Point labeling records
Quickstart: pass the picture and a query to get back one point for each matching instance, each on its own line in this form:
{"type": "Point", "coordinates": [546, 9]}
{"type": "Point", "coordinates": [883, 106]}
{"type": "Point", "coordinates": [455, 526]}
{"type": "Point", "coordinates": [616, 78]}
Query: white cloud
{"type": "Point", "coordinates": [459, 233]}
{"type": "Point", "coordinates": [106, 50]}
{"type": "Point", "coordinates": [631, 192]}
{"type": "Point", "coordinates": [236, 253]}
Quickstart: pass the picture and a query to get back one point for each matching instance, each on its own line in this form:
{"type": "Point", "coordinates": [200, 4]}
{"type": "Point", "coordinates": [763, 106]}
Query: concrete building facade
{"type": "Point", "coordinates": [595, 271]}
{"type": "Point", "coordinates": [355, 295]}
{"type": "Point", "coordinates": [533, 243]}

WHAT TO DO
Swap "matching instance" for "matching object" everywhere it appears in the records above, and give all the lines again with nothing else changed.

EXERCISE SOLUTION
Quickstart: pass the picture and a query to get back one point for each matching object, each on its own line in this form:
{"type": "Point", "coordinates": [546, 9]}
{"type": "Point", "coordinates": [883, 106]}
{"type": "Point", "coordinates": [455, 526]}
{"type": "Point", "coordinates": [616, 78]}
Query: white cloud
{"type": "Point", "coordinates": [459, 233]}
{"type": "Point", "coordinates": [106, 50]}
{"type": "Point", "coordinates": [631, 192]}
{"type": "Point", "coordinates": [236, 253]}
Quickstart: pass the picture and a query to get back one point for each matching object, each on its own line in this form:
{"type": "Point", "coordinates": [200, 4]}
{"type": "Point", "coordinates": [763, 106]}
Query: concrete building facade
{"type": "Point", "coordinates": [595, 271]}
{"type": "Point", "coordinates": [355, 295]}
{"type": "Point", "coordinates": [533, 243]}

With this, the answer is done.